• **Tujuan Latihan**
Jawablah pertanyaan berikut berdasarkan cuplikan dokumen tentang pernikahan di bawah ini.
1. Berapa jumlah putra Ustadz Sholeh?
2. Jabatan ketua apa yang dipegang Ustadz Sholeh?
3. Siapa nama istri Ustadz Sholeh?
──────── Cuplikan Dokumen ────────
Sebagai usatadz yang sering menjadi rujukan konsultasi keluarga, Ustadz Muhammad Sholeh Drehem menemui beraneka macam pengalaman tentang pernikahan, Ustad Sholeh menceritakan, beberapa kali menemui kasus terhambatnya pernikahan karena tidak lancarnya komunikasi. Menurut Ustadz Sholeh, pada dasarnya orangtua yang baik tidak akan memaksakan kehendak. Kalaupun itu terjadi, maka tugas seorang anak yang harus mewarnai orang tua. “Pahamkan pada orang tua tentang pemahaman Islam yang menyeluruh,” kata bapak empat putra ini. Jadi, komunikasi yang dimaksud bukan hanya ketika mau menikah, namun komunikasi yang lancar sejak jauh sebelum waktu ingin menikah. “Orangtua adalah ladang dakwah yang luar biasa, maka kewajiban seorang anak ketika mulai mengenal nilai-nilai Islam sudah harus mendakwahkan pada orang tuanya,” ujar pengasuh di berbagai kajian ini..

Proses komunikasi tentang niatan untuk menikah memang tidak dapat sama antara yang satu dengan yang lain. Usaha itu butuh waktu. Tidak bisa sehari ya satu bulan, tidak bisa satu bulan yang mungkin beberapa bulan. “Butuh perbaikan diri memang. Dan tunjukkan pada orang tua niat baik kita. Tidak ada yang instan dalam hal menikah,” kata Ketua Ikatan Dai Indonesia Jawa Timur ini.

Ustadz Sholeh mewanti-wanti, jangan sampai menikah tanpa mendapat restu dari orangtua. Betapa sakitnya orang tua, yang melahirkan dan membesarkan, kemudian saat anak sudah dewasa dan mandiri tidak melibatkan orang tua dalam proses pernikahan. “Ini mengkhianati orang tua, menzalimi orang tua,” tegas suami Ustadzah Maryam ini.

Persiapan Ilmu Tentang Pernikahan Banyak orang yang bingung ketika menghadapi pernikahan. Ada yang sibuk mempersiapkan pernakpernik pernikahan dan pesta pernikahan, tetapi lupa mempersiapkan ilmu, mental dan spiritual dalam menjalaninya. Meskipun setiap orang tahu bahwa pernikahan adalah ibadah, menggenapkan setengah agama, tetapi karena kesibukan persiapan perlengkapan nikah dan pestanya sering membuat nuansa ibadah dalam pernikahan tersebut terlupakan.

Ada beberapa persiapan yang perlu dilakukan menjelang pernikahan, yaitu persiapan ilmu tentang pernikahan, persiapan mental/psikologis dalam menghadapi pernikahan, persiapan ruhiyyah menjelang pernikahan serta persiapan fisik sebelum menikah.
──────── Isi Data ────────
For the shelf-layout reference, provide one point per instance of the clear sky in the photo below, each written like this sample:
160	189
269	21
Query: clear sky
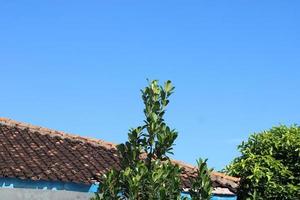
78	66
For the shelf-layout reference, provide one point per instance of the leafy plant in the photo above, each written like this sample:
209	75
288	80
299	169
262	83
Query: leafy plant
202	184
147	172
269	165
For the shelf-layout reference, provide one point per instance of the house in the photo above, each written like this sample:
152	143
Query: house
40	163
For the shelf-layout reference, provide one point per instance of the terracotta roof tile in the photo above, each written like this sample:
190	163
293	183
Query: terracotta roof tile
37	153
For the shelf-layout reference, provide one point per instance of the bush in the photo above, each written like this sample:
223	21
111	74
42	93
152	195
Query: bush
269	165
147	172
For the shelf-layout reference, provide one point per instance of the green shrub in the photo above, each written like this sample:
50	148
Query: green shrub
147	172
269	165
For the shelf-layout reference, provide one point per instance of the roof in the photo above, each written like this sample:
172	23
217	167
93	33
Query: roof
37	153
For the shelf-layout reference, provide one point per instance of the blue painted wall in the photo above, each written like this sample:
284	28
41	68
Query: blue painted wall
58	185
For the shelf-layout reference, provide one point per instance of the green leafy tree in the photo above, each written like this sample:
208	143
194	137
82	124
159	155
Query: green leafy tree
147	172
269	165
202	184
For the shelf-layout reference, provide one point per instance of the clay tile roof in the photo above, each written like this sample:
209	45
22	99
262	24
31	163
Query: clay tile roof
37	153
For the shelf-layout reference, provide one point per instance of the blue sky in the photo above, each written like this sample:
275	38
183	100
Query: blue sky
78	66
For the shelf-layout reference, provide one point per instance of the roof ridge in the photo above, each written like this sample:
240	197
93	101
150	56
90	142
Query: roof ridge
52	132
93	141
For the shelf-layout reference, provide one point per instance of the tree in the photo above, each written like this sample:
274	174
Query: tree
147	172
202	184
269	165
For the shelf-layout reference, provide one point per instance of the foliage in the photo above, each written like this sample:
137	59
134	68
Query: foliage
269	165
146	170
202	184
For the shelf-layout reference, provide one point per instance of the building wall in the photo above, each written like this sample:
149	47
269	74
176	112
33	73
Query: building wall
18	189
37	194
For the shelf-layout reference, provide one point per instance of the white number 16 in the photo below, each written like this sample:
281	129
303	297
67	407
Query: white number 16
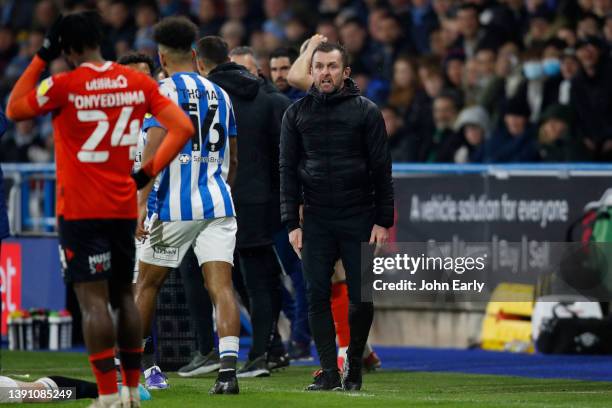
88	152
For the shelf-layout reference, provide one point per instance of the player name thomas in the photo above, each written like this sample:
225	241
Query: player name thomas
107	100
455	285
────────
──────── Isi Data ────────
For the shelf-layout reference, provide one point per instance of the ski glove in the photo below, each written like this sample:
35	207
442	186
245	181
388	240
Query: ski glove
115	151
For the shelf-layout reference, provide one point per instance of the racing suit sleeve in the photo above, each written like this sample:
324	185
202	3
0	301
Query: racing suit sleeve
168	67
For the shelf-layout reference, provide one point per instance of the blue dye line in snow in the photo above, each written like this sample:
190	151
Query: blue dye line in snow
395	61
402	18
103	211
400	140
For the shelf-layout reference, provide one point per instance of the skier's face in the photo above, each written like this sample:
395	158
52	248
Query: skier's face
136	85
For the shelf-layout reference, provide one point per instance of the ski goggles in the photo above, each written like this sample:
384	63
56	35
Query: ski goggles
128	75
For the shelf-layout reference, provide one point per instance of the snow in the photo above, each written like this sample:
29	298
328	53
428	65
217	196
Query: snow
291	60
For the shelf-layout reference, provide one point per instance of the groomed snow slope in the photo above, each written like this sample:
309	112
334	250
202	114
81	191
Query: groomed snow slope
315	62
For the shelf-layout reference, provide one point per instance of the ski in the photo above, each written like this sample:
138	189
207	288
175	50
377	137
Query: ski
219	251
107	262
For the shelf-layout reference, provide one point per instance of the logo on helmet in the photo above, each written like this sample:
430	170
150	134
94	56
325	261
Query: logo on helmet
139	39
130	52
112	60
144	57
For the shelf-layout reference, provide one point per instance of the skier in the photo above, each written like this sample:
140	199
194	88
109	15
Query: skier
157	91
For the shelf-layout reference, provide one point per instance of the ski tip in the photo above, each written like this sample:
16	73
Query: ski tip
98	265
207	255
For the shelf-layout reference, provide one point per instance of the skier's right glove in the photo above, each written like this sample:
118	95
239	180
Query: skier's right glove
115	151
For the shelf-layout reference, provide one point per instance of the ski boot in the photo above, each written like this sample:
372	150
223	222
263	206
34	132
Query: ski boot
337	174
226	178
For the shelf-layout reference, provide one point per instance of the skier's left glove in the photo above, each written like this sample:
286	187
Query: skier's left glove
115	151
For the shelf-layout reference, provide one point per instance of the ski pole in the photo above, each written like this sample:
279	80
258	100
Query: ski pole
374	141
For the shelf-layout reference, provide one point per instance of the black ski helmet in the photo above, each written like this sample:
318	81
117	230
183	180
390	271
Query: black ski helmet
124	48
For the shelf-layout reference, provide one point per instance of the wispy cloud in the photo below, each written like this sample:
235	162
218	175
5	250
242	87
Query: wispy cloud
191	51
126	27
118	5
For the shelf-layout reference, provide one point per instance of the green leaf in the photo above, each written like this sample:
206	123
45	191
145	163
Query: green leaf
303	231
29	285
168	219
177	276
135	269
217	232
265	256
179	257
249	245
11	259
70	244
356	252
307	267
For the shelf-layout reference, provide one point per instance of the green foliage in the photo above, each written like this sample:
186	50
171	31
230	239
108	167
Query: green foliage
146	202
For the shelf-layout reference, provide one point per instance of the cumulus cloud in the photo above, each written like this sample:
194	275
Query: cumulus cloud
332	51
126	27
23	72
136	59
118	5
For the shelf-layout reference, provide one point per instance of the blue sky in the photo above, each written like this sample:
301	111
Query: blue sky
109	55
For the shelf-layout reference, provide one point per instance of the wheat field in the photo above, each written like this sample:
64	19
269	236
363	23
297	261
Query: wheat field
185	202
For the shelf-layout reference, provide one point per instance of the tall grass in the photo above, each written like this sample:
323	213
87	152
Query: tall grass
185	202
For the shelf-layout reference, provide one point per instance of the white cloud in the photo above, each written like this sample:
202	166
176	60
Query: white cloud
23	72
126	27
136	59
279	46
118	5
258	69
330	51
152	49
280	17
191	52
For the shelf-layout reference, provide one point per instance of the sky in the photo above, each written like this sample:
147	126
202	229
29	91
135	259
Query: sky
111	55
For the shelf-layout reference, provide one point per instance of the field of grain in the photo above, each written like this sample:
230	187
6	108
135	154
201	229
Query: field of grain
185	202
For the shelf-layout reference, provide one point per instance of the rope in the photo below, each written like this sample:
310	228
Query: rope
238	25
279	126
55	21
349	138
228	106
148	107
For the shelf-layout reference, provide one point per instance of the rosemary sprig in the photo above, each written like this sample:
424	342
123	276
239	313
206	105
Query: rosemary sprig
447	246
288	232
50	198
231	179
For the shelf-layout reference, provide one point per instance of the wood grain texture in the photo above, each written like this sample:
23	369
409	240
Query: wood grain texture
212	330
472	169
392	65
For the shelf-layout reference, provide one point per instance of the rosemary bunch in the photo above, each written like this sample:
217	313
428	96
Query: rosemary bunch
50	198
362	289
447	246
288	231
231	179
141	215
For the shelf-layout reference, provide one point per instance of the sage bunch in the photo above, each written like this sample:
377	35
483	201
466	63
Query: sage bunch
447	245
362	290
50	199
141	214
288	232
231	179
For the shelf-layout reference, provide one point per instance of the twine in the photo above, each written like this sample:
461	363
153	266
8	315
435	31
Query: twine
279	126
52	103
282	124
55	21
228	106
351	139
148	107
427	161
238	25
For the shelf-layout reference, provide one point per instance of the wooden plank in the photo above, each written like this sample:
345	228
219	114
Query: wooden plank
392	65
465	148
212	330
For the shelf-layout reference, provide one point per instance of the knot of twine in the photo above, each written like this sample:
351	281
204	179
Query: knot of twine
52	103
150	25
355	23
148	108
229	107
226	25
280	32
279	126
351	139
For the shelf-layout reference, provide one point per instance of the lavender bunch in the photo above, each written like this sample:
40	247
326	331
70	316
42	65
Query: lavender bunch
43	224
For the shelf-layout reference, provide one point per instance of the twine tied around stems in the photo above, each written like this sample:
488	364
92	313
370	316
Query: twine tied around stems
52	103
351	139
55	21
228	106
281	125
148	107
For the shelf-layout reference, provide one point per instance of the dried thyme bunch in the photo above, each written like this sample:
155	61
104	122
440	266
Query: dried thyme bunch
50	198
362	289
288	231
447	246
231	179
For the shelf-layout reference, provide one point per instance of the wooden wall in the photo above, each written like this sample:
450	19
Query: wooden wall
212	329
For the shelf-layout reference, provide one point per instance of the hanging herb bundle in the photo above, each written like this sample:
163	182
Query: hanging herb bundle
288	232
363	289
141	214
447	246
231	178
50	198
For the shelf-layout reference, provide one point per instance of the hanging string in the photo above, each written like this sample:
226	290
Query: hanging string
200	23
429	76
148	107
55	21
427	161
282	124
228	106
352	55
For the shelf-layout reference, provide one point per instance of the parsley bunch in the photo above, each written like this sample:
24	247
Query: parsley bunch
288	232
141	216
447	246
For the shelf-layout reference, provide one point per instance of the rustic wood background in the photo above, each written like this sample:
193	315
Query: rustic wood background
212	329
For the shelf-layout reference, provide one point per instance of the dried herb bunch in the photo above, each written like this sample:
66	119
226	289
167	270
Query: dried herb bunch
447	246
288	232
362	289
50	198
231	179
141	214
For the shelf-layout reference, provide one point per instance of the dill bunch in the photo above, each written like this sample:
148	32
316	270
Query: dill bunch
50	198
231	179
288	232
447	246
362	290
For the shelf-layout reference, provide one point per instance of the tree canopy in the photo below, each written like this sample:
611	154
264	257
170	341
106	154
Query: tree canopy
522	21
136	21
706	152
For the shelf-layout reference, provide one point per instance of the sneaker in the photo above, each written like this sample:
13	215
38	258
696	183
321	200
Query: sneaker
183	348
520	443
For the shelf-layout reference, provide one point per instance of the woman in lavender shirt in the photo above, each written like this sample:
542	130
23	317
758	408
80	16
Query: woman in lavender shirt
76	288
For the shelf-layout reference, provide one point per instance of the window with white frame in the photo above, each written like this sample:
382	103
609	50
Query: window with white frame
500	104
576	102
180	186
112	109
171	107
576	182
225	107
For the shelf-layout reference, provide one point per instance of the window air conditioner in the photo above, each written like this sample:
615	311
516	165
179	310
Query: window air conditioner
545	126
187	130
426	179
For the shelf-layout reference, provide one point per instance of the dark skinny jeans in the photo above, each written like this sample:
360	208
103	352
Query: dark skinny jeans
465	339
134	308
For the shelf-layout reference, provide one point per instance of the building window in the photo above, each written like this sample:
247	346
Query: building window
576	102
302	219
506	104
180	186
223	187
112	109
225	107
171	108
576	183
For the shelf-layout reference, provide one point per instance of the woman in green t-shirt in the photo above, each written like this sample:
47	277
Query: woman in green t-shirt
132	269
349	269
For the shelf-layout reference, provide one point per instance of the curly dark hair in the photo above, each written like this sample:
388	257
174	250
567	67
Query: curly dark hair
────────
• **Hasil Latihan**
1. Empat putra.
2. Ketua Ikatan Dai Indonesia Jawa Timur.
3. Ustadzah Maryam.